Text shown:
# Creating a Simple Database

We're going to create a simple database of 0s and 1s. Each entry will correspond to the number of people in database which comprise a certain quality(1) or not(0).

In [1]:
import torch

# number of entries in database
num_entries = 5000

db = torch.rand(num_entries) > 0.5
db

tensor([0, 0, 0,  ..., 0, 1, 0], dtype=torch.uint8)

## Project: Generate Parallel Databases

The definition of Differential Privacy can be perceived by answering a simple question:

>Will removing any one of the members from the database generate different output for the same query?

In order to check this, we will create parallel databases(N unique databases with N-1 entries).

Objective of project:
To create a function that
- Creates the initial database (db)
- Creates the parallel databases (List of pdb)

In [2]:
db = torch.rand(num_entries) > 0.5
db

tensor([1, 1, 1,  ..., 0, 0, 1], dtype=torch.uint8)

In [6]:
def get_parallel_db(db, remove_index):
    return(torch.cat((db[:remove_index], db[remove_index+1:])))

In [13]:
res = get_parallel_db(db, 2)
print(res)
print(res.shape)

tensor([1, 1, 0,  ..., 0, 0, 1], dtype=torch.uint8)
torch.Size([4999])


In [14]:
def get_parallel_dbs(db):

    pdbs = []

    for i in range(len(db)):
        pdbs.append(get_parallel_db(db, i))

    return(pdbs)

In [15]:
get_parallel_dbs(db)

Records:

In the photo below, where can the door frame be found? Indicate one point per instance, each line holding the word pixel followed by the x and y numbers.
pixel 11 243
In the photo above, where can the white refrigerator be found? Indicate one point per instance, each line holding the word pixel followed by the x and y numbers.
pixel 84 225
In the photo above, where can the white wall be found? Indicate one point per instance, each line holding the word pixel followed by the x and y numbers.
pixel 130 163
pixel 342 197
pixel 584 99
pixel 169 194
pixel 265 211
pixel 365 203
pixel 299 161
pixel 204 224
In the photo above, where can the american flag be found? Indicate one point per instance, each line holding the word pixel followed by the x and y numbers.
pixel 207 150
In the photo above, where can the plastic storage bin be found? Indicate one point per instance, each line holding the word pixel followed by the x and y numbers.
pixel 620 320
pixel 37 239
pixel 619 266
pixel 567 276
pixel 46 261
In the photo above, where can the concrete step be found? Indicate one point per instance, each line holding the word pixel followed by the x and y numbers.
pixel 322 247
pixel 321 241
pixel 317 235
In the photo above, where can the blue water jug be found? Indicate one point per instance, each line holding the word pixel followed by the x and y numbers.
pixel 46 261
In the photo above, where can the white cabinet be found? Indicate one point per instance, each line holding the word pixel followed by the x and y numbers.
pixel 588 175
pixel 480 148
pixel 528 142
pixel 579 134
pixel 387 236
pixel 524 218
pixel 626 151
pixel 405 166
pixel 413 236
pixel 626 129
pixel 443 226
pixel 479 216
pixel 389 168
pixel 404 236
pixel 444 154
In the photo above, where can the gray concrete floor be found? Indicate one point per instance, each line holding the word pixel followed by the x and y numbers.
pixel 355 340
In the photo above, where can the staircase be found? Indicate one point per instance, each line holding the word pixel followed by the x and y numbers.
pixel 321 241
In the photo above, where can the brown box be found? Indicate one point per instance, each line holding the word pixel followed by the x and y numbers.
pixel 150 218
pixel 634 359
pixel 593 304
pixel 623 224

Set tasks:
(1) Retype the stretch of the parallel databases notebook from "The definition of" through "with N-1 entries).".
(2) Extend the parallel databases notebook, picking up after its last line.

Answers:
(1)
The definition of Differential Privacy can be perceived by answering a simple question:

>Will removing any one of the members from the database generate different output for the same query?

In order to check this, we will create parallel databases(N unique databases with N-1 entries).

(2)
[tensor([1, 1, 0,  ..., 0, 0, 1], dtype=torch.uint8),
 tensor([1, 1, 0,  ..., 0, 0, 1], dtype=torch.uint8),
 tensor([1, 1, 0,  ..., 0, 0, 1], dtype=torch.uint8),
 tensor([1, 1, 1,  ..., 0, 0, 1], dtype=torch.uint8),
 tensor([1, 1, 1,  ..., 0, 0, 1], dtype=torch.uint8),
 tensor([1, 1, 1,  ..., 0, 0, 1], dtype=torch.uint8),
 tensor([1, 1, 1,  ..., 0, 0, 1], dtype=torch.uint8),
 tensor([1, 1, 1,  ..., 0, 0, 1], dtype=torch.uint8),
 tensor([1, 1, 1,  ..., 0, 0, 1], dtype=torch.uint8),
 tensor([1, 1, 1,  ..., 0, 0, 1], dtype=torch.uint8),
 tensor([1, 1, 1,  ..., 0, 0, 1], dtype=torch.uint8),
 tensor([1, 1, 1,  ..., 0, 0, 1], dtype=torch.uint8),
 tensor([1, 1, 1,  ..., 0, 0, 1], dtype=torch.uint8),
 tensor([1, 1, 1,  ..., 0, 0, 1], dtype=torch.uint8),
 tensor([1, 1, 1,  ..., 0, 0, 1], dtype=torch.uint8),
 tensor([1, 1, 1,  ..., 0, 0, 1], dtype=torch.uint8),
 tensor([1, 1, 1,  ..., 0, 0, 1], dtype=torch.uint8),
 tensor([1, 1, 1,  ..., 0, 0, 1], dtype=torch.uint8),
 tensor([1, 1, 1,  ..., 0, 0

In [16]:
def create_db_and_parallel_dbs(num_entries):
    
    db = torch.rand(num_entries) > 0.5
    pdbs = get_parallel_dbs(db)
    
    return(db, pdbs)

In [17]:
db, pdbs = create_db_and_parallel_dbs(2000)

In [19]:
print("Shape of db:", db.shape)
print("Length of pdbs:", len(pdbs))
print("pdbs[0]:", pdbs[0])
print("Shape of pdbs[0]:", pdbs[0].shape)

Shape of db: torch.Size([2000])
Length of pdbs: 2000
pdbs[0]: tensor([0, 1, 1,  ..., 0, 1, 0], dtype=torch.uint8)
Shape of pdbs[0]: torch.Size([1999])